■ DOCUMENT EXTRACT ■
-- BEGIN --

Few things make America’s plastic addiction seem as urgent as walking through a Phoenix-area Sprouts Farmers Market with Troy Swope, cofounder and CEO of Footprint, a plant-based packaging company using technology to wean corporations off single-use plastics. Sprouts is a natural-food chain that collects waste to be recycled at each of its 30 stores, and last year averaged more than 1,000 pounds of recycling per location every day—meaning that what we are observing represents the best of many bad options in the grocery business.
We pass plastic milk jugs, plastic chip bags, cardboard pasta boxes with tiny plastic display windows, plastic bags containing chopped lettuce, and clear plastic egg cartons. “So much waste,” Swope groans, in his trademark PLASTIC KILLS T-shirt.

-- END --

■ RAW RECORDS ■
-- BEGIN --

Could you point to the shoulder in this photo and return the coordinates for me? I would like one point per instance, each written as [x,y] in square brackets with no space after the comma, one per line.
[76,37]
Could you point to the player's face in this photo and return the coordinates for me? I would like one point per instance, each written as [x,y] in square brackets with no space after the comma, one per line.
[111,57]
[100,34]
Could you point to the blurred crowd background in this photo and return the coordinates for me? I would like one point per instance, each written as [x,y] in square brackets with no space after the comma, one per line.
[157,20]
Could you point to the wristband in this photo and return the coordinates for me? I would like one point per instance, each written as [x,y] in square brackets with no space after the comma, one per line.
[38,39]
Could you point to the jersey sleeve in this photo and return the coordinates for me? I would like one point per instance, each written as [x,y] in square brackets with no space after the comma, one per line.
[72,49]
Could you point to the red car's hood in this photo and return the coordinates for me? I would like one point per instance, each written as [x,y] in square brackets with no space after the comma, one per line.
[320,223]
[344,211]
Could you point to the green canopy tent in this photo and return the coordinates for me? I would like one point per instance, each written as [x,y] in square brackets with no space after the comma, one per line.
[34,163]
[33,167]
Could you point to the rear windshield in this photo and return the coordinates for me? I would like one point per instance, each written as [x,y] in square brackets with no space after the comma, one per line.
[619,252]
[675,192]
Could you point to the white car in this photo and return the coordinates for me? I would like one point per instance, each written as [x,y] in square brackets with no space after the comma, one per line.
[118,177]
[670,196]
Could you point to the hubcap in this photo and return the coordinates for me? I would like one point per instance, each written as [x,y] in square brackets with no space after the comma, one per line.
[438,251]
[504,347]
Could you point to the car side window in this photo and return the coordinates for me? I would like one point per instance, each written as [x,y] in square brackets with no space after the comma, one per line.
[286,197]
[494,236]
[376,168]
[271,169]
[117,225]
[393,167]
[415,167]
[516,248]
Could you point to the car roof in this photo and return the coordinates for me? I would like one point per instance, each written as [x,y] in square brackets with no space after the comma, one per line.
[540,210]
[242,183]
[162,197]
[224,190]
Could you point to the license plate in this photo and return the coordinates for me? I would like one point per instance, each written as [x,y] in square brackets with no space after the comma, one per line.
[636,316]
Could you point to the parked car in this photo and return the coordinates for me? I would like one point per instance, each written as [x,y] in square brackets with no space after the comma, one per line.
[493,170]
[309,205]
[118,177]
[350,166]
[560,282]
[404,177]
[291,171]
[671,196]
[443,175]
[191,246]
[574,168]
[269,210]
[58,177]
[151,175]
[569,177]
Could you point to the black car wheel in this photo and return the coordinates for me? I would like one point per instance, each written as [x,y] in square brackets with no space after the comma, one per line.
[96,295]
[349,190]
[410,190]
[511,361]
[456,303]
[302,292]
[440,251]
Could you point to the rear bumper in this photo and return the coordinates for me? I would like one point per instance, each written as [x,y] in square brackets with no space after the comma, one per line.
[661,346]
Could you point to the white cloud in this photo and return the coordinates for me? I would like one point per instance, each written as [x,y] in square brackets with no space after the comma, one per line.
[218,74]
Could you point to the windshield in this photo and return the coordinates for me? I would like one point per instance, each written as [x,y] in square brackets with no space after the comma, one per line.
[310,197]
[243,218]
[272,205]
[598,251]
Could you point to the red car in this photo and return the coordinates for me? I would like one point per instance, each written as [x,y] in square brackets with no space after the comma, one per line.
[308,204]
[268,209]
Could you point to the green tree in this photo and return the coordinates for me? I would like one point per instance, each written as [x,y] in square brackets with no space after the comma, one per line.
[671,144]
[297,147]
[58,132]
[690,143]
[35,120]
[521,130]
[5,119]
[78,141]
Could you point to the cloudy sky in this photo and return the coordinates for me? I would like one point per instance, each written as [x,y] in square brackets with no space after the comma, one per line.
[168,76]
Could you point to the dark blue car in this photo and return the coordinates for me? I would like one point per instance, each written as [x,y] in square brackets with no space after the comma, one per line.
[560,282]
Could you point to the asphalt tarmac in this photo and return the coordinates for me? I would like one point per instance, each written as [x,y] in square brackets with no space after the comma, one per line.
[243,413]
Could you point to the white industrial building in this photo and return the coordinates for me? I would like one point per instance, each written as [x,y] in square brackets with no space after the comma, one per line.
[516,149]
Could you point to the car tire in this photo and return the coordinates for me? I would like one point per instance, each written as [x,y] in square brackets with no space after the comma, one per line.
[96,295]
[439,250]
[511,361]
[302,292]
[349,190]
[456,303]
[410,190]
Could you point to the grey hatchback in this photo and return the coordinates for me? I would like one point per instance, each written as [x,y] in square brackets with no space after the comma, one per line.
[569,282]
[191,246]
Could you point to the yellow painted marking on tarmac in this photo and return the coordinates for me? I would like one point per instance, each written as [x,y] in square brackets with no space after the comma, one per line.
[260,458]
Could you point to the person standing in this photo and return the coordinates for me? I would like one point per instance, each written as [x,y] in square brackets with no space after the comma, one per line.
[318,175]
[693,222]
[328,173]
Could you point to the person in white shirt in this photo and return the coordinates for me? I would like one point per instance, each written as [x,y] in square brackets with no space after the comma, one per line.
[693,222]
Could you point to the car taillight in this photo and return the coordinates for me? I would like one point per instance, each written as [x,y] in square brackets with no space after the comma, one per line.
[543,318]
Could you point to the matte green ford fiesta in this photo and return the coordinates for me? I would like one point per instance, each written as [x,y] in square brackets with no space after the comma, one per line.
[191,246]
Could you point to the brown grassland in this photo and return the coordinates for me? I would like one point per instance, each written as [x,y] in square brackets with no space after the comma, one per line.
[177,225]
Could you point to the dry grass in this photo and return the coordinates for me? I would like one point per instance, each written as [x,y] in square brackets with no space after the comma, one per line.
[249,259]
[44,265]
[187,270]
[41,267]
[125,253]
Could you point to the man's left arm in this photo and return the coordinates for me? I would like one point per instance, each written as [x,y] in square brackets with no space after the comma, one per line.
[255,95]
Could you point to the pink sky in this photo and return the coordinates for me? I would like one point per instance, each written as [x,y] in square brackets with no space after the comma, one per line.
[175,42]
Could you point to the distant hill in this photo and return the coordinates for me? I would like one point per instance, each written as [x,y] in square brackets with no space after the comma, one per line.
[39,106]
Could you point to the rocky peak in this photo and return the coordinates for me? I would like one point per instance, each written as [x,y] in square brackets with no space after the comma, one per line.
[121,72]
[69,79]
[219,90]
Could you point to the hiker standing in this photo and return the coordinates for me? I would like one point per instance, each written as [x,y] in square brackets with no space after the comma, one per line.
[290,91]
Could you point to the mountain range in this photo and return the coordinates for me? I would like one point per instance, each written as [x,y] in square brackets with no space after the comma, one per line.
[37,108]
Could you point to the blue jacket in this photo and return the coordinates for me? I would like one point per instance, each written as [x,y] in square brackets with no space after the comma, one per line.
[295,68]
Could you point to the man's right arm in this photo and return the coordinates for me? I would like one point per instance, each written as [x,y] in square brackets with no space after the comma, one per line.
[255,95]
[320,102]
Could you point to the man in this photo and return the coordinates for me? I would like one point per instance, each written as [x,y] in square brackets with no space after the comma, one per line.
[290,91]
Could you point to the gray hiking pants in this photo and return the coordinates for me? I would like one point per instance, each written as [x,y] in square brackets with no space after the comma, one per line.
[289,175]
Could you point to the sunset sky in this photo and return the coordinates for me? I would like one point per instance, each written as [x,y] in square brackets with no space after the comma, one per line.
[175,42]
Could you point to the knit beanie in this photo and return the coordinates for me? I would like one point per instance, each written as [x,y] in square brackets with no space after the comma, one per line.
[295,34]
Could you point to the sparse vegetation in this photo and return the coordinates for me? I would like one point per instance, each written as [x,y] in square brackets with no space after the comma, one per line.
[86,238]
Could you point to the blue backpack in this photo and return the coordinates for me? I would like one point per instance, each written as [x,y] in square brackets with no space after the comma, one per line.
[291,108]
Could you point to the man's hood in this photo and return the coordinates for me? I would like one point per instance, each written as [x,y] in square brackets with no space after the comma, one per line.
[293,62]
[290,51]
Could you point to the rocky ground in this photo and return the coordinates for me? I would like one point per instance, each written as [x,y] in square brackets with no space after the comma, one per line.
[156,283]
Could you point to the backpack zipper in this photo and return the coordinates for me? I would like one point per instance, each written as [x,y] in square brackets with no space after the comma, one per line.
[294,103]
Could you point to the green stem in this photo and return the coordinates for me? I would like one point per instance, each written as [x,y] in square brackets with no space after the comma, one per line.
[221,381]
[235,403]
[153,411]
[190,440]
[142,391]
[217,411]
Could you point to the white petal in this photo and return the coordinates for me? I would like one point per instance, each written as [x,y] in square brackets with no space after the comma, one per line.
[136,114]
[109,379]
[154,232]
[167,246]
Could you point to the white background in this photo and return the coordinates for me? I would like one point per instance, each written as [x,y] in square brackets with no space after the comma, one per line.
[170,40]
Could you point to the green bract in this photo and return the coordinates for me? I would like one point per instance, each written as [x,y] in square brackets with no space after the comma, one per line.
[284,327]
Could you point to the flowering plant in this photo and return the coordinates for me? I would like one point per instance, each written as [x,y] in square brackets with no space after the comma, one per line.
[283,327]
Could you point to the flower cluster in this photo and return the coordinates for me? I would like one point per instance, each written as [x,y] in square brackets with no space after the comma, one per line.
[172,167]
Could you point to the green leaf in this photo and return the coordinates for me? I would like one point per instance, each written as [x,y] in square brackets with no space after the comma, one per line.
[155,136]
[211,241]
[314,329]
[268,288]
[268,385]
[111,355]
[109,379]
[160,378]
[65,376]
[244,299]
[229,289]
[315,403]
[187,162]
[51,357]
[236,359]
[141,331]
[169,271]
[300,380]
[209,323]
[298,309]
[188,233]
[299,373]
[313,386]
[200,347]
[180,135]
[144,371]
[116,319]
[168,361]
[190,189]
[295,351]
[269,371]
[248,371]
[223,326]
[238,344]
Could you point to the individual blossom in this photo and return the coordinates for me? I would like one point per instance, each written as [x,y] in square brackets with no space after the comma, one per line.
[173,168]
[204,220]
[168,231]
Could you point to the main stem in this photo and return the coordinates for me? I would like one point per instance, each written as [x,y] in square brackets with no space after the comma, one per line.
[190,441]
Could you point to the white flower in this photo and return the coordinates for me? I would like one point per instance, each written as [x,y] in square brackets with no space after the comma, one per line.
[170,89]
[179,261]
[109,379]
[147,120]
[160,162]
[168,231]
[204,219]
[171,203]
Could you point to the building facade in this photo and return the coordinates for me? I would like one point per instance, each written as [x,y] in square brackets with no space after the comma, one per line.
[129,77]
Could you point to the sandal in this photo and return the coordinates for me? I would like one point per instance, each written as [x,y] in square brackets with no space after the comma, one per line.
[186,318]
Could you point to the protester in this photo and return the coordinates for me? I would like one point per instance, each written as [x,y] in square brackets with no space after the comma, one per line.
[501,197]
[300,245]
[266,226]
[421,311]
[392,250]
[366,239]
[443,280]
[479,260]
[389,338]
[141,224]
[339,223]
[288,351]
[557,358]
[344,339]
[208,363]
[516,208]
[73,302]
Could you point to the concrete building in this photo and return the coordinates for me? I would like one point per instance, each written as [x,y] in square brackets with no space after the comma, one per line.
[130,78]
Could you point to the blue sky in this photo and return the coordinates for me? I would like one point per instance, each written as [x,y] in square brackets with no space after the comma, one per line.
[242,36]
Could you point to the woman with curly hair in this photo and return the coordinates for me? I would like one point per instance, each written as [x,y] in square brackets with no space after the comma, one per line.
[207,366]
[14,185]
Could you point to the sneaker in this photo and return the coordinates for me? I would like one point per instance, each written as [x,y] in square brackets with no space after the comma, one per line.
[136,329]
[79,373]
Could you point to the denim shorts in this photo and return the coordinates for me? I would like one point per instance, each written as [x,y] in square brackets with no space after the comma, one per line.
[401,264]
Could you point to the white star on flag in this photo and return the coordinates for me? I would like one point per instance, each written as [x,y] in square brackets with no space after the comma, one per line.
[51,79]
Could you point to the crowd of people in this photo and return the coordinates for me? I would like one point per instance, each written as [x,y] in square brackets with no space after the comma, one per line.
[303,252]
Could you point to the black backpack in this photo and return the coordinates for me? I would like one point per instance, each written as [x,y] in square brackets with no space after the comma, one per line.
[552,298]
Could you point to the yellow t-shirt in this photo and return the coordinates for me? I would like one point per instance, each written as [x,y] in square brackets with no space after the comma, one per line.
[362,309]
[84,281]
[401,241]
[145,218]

-- END --

■ INSTRUCTION 1 ■
Decide whether each statement agrees with the passage on plastic packaging. Answer yes or no for each, and quote the words of the passage that decide it.
(a) Footprint makes plant-based packaging.
(b) Last year Sprouts averaged fewer than 500 pounds of recycling per location each day.
(c) The egg cartons at the store are made of cardboard.
■ INSTRUCTION 2 ■
In the passage on plastic packaging, what shirt is Troy Swope wearing?
■ INSTRUCTION 3 ■
Pick up the passage on plastic packaging where it stops and continue it.

■ EXERCISE RESPONSE 1 ■
(a) Yes: "a plant-based packaging company using technology to wean corporations off single-use plastics"
(b) No: "averaged more than 1,000 pounds of recycling per location every day"
(c) No: "clear plastic egg cartons"

■ EXERCISE RESPONSE 2 ■
His trademark PLASTIC KILLS T-shirt.

■ EXERCISE RESPONSE 3 ■
Sprouts cofounder Kevin Easler, who is now the CEO of sustainable-business investment company Zenfinity Capital and chair of Footprint’s board, has joined us for this stroll. He points out a mountain of strawberries in plastic clamshells: “This one drives me crazy,” he says. All too often, “grocers go to their suppliers and say, ‘Put it in something besides plastic,’ and the suppliers go, ‘There is nothing else.’ ” Plus, he adds, in the case of the strawberries, “plastic encourages mold.”
Swope eyes a boxed water that markets itself as Earth-friendly. “Not only does it have both paper and aluminum,” he sighs, “but the inside has a hidden plastic lining that isn’t easily recycled.”
We reach the meat section, where Swope and Easler pause to appreciate Beyond Meat’s (No. 12) new Beyond Sausage tray, an unusually sturdy and attractive-looking brown-fiber case that biodegrades in 90 days. It’s made by Footprint.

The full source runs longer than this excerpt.